(SUPPLIED MATERIAL begins)

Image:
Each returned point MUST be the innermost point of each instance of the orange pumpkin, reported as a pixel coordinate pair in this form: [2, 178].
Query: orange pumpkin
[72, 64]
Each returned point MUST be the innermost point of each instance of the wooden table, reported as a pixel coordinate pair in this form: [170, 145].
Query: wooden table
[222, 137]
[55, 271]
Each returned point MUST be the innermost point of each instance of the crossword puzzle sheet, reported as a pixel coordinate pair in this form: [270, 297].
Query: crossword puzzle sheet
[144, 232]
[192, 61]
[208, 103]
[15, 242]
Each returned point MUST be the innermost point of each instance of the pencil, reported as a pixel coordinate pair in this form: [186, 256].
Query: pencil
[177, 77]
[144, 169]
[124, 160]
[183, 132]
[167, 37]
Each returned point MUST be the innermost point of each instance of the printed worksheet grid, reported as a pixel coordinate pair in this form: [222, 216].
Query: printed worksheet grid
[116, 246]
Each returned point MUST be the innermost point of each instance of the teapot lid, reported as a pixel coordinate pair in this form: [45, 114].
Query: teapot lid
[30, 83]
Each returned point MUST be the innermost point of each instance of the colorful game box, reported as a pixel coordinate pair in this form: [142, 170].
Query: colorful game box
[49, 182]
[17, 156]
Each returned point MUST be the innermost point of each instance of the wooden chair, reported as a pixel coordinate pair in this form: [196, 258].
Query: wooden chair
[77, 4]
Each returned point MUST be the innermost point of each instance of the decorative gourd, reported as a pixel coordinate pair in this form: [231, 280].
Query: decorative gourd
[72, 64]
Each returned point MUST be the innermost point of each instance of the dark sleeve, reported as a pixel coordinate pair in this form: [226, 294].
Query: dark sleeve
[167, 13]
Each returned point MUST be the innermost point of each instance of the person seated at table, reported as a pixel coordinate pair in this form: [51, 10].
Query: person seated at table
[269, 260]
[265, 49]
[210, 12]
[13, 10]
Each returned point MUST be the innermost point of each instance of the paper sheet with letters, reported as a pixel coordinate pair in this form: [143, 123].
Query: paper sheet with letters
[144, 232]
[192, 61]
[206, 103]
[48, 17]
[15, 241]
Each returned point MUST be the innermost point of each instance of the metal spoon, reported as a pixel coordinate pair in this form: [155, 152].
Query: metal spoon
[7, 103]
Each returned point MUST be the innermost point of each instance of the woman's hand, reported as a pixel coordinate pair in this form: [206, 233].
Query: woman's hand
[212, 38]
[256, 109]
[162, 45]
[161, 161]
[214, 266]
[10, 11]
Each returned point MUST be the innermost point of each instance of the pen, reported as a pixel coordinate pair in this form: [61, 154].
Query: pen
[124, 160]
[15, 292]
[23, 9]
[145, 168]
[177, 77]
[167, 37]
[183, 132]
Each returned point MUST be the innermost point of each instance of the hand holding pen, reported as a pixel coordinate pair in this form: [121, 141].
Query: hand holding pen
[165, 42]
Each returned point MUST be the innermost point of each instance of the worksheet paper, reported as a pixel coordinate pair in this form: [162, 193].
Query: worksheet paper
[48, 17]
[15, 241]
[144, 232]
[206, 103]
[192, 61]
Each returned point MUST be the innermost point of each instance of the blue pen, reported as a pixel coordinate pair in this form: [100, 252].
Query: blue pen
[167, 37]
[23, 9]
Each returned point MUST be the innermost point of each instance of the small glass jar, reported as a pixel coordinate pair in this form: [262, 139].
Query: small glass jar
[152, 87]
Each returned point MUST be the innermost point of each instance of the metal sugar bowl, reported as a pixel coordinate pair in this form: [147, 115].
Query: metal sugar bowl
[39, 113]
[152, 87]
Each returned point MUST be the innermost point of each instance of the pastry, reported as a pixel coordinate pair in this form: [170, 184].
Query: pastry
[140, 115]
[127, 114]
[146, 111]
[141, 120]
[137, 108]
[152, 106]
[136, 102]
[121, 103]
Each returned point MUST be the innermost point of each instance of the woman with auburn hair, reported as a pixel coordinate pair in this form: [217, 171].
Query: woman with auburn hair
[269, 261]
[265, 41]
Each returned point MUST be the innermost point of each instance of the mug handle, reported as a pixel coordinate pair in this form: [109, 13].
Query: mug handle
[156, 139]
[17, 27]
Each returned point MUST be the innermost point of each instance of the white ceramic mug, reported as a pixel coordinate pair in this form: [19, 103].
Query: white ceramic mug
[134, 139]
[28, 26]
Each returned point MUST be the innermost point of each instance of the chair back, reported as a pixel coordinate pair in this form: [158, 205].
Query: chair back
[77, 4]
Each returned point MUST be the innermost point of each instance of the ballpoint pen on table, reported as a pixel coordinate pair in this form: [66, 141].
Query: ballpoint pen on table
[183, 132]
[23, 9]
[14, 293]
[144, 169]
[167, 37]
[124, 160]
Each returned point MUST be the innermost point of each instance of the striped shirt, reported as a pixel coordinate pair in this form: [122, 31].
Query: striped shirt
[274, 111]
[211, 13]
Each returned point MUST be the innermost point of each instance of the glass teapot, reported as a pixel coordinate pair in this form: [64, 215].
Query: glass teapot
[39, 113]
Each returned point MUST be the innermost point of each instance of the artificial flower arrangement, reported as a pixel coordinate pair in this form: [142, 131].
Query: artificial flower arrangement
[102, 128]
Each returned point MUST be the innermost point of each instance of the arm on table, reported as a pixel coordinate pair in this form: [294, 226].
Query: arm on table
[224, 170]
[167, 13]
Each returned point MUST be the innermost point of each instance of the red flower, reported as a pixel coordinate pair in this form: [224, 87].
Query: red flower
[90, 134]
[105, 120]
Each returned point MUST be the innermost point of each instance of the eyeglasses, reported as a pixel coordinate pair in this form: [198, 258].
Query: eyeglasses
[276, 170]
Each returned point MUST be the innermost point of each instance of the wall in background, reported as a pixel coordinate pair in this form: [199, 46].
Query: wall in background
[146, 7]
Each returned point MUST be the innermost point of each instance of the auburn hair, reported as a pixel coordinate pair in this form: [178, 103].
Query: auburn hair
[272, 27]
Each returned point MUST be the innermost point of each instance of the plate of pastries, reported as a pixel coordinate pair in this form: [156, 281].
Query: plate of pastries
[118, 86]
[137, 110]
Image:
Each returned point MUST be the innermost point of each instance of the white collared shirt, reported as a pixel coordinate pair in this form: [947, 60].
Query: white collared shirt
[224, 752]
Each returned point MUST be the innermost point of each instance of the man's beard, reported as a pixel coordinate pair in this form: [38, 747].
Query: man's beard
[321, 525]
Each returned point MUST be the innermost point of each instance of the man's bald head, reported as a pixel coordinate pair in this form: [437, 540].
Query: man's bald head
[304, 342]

(SUPPLIED MATERIAL ends)

PROBLEM TO SOLVE
Each record above has to be printed again, word for word.

RESPONSE AREA
Image:
Each returned point MUST be the innermost point of each instance of the orange pumpkin, reported as a pixel coordinate pair in this form: [2, 178].
Query: orange pumpkin
[72, 64]
Each returned point MUST be the innermost point of each instance of the wooden table, reported as a pixel coordinate pair in this form: [170, 145].
Query: wooden table
[222, 137]
[55, 271]
Each returned point MUST be the innermost point of each instance of the crossword puzzle sheet, reported as a pixel coordinate pair in this form: [270, 297].
Query: crossword puzzle sheet
[144, 232]
[192, 61]
[208, 103]
[15, 242]
Each returned point MUST be the innermost point of each instance of the pencil, reported as a pixel coordinate pair in this form: [186, 256].
Query: pencil
[177, 77]
[144, 169]
[124, 160]
[183, 132]
[167, 37]
Each returned point MUST be the innermost point of each instance of the printed worksheet grid, reported as a pixel coordinate pair in this form: [222, 216].
Query: printed worksheet grid
[116, 246]
Each returned point MUST be the innermost point of each instance of the teapot lid, reported as a pixel coordinate pair in this form: [45, 114].
Query: teapot lid
[30, 83]
Each returned point MUST be the innermost point of each instance of the colorful game box, reported as a pixel coordinate pair in this form: [142, 170].
Query: colorful game box
[49, 182]
[17, 156]
Each returned point MUST be the innermost point of each instance of the wooden chair, reported as a pixel coordinate pair in this form: [196, 258].
Query: wooden chair
[77, 4]
Each returned point MUST be the innermost point of each instance of the decorative gourd, reported as a pixel coordinate pair in this form: [231, 280].
Query: decorative gourd
[72, 64]
Each returned point MUST be the innermost point of each instance of the dark sleeve, reported as a pixel coordinate pair in this form: [226, 294].
Query: dark sleeve
[167, 13]
Each returned point MUST be the innermost point of each instance of the person seated at table, reported as a pixel coordinate pair in this form: [51, 10].
Query: person seated at table
[269, 260]
[265, 49]
[210, 12]
[13, 10]
Each returned point MUST be the innermost point of each instance of the paper sheet with letters, reported as a pixel coordinate pair in this form: [143, 123].
Query: paper sheet with letters
[144, 232]
[192, 61]
[206, 103]
[48, 17]
[15, 241]
Each returned point MUST be the innermost point of each instance of the metal spoon, reported as a pixel coordinate pair in this form: [155, 152].
Query: metal spoon
[7, 103]
Each returned point MUST be the innermost point of each instance of the woman's hand, reported as a pixel coordinate pair in this form: [206, 233].
Query: woman's hand
[212, 38]
[256, 109]
[162, 45]
[161, 161]
[214, 266]
[10, 11]
Each returned point MUST be the innermost point of each instance of the pen, reported as a pixel coordinate pair in this form: [61, 154].
Query: pen
[124, 160]
[15, 292]
[23, 9]
[145, 168]
[177, 77]
[167, 37]
[183, 132]
Each returned point MUST be the innermost point of each instance of the hand holding pen, reported as a pixel coordinate pair in this form: [121, 141].
Query: hand holding pen
[165, 42]
Each returned point MUST be the innermost point of each instance of the worksheet paper, reported as a pixel coordinate pair in this form: [162, 193].
Query: worksheet paper
[48, 17]
[15, 241]
[144, 232]
[206, 103]
[192, 61]
Each returned point MUST be the innermost point of each instance of the blue pen, reported as a pixel coordinate pair in this form: [100, 252].
Query: blue pen
[167, 37]
[23, 9]
Each returned point MUST be the innermost point of each instance of the small glass jar, reported as a pixel coordinate pair in this form: [262, 139].
Query: small glass jar
[152, 87]
Each returned point MUST be the innermost point of each instance of the metal sugar bowl, reported as a pixel coordinate pair in this form: [147, 115].
Query: metal sugar bowl
[39, 113]
[152, 87]
Each returned point MUST be the innermost point of each instance of the pastry, reported as a pixel coordinate pair in this form: [170, 184].
Query: pastry
[140, 115]
[127, 114]
[146, 111]
[141, 120]
[137, 108]
[152, 106]
[136, 102]
[121, 103]
Each returned point MUST be the innermost point of each instance of the woman with auburn hair, reported as a pixel coordinate pair in this form: [217, 171].
Query: woman with auburn hair
[269, 261]
[265, 41]
Each returned point MUST be the innermost point of each instance of the mug handle, reported as a pixel coordinate pair in this form: [109, 13].
Query: mug handle
[156, 139]
[17, 27]
Each returned point MUST be the innermost point of each instance of the white ceramic mug, reported as a pixel coordinate pair in this form: [19, 103].
Query: white ceramic mug
[134, 139]
[28, 26]
Each returned point MUST be the innermost point of each instance of the chair back, reported as a pixel coordinate pair in this form: [158, 205].
Query: chair back
[77, 4]
Each returned point MUST be the innermost point of each instance of the ballpoint pen on table, reported as a pixel coordinate pair in this form: [66, 141].
Query: ballpoint pen on table
[183, 132]
[23, 9]
[14, 293]
[144, 169]
[167, 37]
[124, 160]
Each returned point MUST be the innermost point of each instance of the striped shirt, reported as a pixel coordinate pair in this form: [122, 31].
Query: striped shirt
[274, 111]
[211, 13]
Each returned point MUST be the innermost point of each instance of the glass teapot, reported as a pixel coordinate pair in this form: [64, 215].
Query: glass teapot
[39, 113]
Each returned point MUST be the innermost point of each instance of the artificial flower arrangement, reported as a pixel coordinate pair in this form: [142, 131].
Query: artificial flower arrangement
[102, 128]
Each returned point MUST be the innermost point of each instance of the arm on table, reported as a pixel coordinate pair in this form: [294, 226].
Query: arm on table
[224, 170]
[167, 13]
Each returned point MUST be the innermost point of each instance of the red flower, reported as a pixel coordinate pair in this form: [224, 87].
Query: red flower
[90, 134]
[105, 120]
Each returned point MUST be the innermost point of each instance of the eyeglasses, reported as a pixel coordinate pair in this form: [198, 258].
Query: eyeglasses
[276, 170]
Each returned point MUST be the innermost point of each instance of the wall in background, reported as a pixel coordinate pair in this form: [199, 46].
Query: wall in background
[146, 7]
Each returned point MUST be the innermost point of each instance of the auburn hair, reported as a pixel coordinate pair in this form: [178, 103].
Query: auburn hair
[272, 27]
Each returned point MUST be the innermost point of each instance of the plate of pastries, reported as a pixel coordinate pair in this form: [156, 281].
Query: plate of pastries
[118, 86]
[137, 110]
Image:
Each returned point MUST be the innermost point of each instance of the white collared shirt, reported as a pixel coordinate pair in this form: [947, 60].
Query: white collared shirt
[224, 752]
Each returned point MUST be the innermost point of each instance of the man's beard, reported as a pixel coordinate pair in this form: [38, 747].
Query: man's beard
[321, 525]
Each returned point MUST be the innermost point of each instance of the man's bald head, reported as a pixel coordinate pair in this form: [437, 540].
Query: man's bald head
[304, 342]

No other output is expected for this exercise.